= Work request =
Scan the records below and copy every line that contains the string "chimney".

Referring expression pointing data:
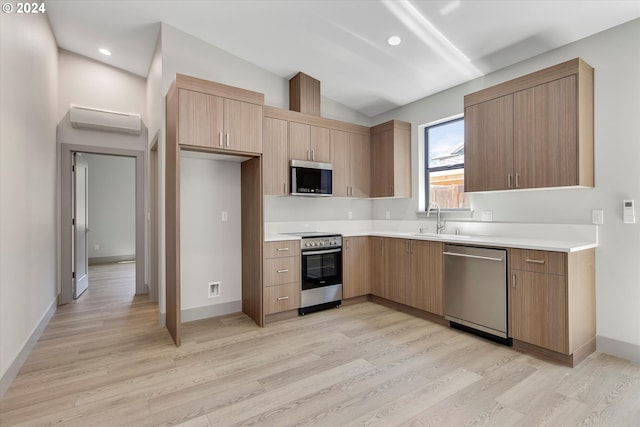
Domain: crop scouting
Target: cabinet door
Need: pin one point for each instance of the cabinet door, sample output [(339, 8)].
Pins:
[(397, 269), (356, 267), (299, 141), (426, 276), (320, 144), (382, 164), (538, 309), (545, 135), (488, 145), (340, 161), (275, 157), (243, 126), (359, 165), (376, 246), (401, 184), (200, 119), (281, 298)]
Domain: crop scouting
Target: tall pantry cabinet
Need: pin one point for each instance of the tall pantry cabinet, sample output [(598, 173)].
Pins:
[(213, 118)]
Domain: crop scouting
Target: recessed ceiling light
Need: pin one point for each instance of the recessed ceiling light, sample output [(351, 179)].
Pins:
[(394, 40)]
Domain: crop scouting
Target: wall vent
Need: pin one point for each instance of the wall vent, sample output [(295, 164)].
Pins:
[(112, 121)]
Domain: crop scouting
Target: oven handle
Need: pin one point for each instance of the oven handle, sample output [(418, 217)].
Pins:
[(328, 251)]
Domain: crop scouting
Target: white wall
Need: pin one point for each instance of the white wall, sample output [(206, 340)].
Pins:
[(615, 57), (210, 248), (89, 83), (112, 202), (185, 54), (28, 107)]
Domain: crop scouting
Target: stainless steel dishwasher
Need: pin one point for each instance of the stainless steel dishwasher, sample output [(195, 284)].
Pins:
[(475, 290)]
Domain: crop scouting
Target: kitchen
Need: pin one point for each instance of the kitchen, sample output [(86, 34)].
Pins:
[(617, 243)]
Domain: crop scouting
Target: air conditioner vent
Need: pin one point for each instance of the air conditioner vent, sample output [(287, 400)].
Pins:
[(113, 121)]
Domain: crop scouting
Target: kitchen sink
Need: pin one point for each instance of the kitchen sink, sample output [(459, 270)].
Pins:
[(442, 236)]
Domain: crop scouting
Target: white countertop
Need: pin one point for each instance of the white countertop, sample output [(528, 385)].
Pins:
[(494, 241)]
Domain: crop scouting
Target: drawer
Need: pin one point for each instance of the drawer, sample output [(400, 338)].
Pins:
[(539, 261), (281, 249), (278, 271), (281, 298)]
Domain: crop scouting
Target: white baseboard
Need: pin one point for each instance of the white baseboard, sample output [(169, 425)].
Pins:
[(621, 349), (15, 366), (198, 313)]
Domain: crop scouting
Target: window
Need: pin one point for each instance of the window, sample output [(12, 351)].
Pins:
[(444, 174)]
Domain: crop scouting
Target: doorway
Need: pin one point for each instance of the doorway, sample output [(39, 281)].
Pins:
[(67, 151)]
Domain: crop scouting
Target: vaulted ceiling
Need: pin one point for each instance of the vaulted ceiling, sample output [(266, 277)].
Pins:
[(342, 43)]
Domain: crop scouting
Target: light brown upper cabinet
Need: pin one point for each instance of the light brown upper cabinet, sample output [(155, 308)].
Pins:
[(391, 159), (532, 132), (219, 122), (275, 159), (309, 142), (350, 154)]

--

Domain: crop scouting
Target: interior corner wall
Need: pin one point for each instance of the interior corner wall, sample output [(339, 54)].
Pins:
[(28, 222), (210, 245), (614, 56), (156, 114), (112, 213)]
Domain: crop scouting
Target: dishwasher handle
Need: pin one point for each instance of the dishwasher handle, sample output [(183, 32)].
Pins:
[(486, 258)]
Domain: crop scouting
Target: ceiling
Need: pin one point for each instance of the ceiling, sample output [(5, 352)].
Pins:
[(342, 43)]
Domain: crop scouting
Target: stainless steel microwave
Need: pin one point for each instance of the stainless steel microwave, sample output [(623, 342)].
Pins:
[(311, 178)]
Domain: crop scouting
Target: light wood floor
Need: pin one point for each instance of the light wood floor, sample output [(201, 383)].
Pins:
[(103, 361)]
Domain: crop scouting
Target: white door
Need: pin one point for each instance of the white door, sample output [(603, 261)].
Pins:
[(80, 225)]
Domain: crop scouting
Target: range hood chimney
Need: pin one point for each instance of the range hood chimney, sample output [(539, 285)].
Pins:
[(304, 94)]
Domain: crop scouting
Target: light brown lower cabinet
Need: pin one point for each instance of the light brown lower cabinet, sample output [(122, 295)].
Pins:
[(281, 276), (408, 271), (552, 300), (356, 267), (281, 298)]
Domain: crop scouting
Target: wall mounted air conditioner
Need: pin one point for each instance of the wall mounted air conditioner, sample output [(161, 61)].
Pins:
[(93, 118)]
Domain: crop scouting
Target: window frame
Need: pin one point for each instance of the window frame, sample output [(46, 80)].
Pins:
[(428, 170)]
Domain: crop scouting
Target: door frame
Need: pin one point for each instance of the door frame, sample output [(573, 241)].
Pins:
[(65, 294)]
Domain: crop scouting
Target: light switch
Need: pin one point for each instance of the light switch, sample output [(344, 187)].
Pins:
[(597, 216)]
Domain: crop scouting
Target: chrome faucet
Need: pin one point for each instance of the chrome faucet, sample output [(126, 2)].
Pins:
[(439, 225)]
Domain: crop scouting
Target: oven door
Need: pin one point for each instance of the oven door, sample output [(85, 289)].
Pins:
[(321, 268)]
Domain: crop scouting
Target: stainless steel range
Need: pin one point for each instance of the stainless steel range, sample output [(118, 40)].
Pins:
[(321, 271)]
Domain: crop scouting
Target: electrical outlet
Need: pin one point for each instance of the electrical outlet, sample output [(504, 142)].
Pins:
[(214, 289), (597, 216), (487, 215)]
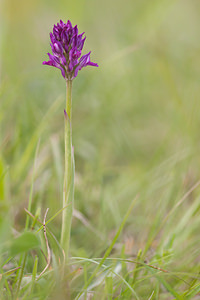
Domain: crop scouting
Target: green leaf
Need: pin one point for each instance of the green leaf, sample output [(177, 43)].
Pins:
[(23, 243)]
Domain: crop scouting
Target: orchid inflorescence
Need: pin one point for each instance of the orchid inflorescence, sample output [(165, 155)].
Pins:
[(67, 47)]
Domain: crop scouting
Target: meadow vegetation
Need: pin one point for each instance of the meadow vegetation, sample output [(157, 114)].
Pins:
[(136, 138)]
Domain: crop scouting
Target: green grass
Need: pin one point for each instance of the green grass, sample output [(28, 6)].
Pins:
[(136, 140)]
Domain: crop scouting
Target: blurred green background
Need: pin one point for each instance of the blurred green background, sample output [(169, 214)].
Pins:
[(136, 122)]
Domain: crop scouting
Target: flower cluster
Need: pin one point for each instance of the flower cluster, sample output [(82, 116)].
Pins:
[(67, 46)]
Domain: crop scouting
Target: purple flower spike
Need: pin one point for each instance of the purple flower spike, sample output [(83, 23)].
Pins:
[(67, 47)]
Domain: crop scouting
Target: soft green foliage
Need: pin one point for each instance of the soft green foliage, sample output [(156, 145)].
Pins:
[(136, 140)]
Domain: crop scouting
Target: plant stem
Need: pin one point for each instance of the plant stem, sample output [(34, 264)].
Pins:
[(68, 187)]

==

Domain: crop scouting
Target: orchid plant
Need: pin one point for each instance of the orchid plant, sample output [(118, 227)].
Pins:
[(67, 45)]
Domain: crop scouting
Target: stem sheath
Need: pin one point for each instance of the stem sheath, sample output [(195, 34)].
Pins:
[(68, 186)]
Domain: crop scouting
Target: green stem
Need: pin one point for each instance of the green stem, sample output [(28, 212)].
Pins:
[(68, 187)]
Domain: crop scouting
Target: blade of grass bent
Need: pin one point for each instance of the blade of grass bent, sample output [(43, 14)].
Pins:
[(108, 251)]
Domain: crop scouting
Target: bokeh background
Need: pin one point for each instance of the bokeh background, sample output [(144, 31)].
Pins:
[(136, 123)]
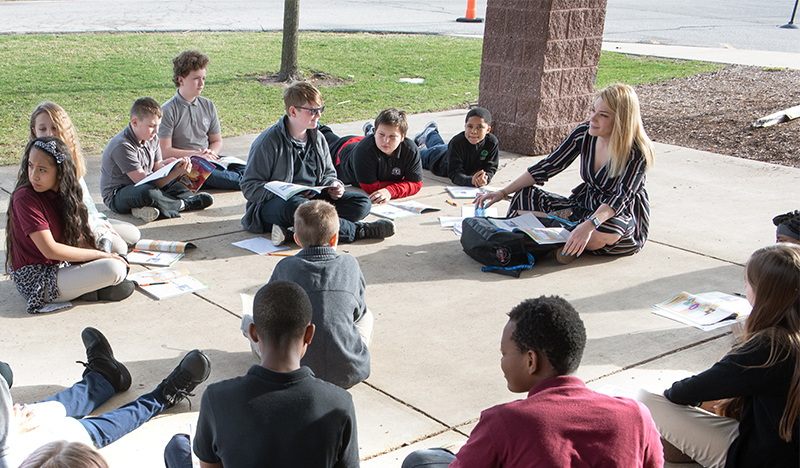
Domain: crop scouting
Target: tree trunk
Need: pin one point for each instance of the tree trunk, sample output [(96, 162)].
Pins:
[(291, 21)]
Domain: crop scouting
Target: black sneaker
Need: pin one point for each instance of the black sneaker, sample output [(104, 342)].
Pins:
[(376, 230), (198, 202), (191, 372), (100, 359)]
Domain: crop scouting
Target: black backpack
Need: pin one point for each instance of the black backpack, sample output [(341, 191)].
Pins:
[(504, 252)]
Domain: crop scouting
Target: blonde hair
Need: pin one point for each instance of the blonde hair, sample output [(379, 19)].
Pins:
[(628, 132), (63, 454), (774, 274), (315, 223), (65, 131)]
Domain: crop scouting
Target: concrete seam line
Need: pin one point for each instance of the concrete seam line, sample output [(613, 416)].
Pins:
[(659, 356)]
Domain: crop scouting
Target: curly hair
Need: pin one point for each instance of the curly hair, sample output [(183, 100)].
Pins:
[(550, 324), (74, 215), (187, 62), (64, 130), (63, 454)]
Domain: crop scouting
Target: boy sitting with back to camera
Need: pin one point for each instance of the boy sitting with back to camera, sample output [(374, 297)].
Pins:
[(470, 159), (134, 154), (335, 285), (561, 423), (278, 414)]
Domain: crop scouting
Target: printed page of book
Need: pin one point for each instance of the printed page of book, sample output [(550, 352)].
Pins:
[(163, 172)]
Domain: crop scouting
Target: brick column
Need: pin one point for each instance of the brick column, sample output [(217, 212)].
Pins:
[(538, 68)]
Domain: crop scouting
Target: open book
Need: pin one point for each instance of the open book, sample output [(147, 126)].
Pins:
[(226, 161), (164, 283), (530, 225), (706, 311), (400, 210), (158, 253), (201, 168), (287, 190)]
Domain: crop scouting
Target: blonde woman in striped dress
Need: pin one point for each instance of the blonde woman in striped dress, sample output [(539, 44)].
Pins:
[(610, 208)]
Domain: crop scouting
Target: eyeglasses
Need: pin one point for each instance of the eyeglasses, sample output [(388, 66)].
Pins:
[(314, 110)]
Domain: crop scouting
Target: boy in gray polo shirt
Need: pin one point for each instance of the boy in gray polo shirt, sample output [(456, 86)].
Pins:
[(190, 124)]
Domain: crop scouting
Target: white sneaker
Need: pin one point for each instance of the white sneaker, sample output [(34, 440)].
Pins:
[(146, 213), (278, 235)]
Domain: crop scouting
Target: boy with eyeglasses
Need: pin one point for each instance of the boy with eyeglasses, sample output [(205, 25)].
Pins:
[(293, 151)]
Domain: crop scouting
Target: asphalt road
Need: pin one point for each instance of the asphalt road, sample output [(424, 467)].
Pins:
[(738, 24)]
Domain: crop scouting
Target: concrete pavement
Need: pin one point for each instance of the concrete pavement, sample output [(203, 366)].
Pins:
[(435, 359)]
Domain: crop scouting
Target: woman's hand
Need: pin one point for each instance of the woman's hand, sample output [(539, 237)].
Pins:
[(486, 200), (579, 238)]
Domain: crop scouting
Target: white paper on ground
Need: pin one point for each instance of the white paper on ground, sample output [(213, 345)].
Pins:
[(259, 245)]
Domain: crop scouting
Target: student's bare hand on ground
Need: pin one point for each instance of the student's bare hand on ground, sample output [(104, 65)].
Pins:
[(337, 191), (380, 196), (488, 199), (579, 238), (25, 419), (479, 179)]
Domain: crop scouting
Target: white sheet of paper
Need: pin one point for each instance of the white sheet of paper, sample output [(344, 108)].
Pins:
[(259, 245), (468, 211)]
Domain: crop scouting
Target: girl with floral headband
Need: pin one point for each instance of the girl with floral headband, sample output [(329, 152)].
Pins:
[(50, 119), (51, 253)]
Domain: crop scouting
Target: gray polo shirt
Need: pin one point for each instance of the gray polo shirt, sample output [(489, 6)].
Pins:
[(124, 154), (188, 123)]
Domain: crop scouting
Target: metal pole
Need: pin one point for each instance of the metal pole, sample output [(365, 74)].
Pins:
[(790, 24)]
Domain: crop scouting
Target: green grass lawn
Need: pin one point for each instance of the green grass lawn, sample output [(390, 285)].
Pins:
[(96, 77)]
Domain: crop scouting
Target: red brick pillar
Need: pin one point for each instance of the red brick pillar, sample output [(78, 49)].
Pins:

= Solution for this problem =
Target: range hood chimney
Need: pin one point for each instance of the range hood chimney, sample output [(539, 285)].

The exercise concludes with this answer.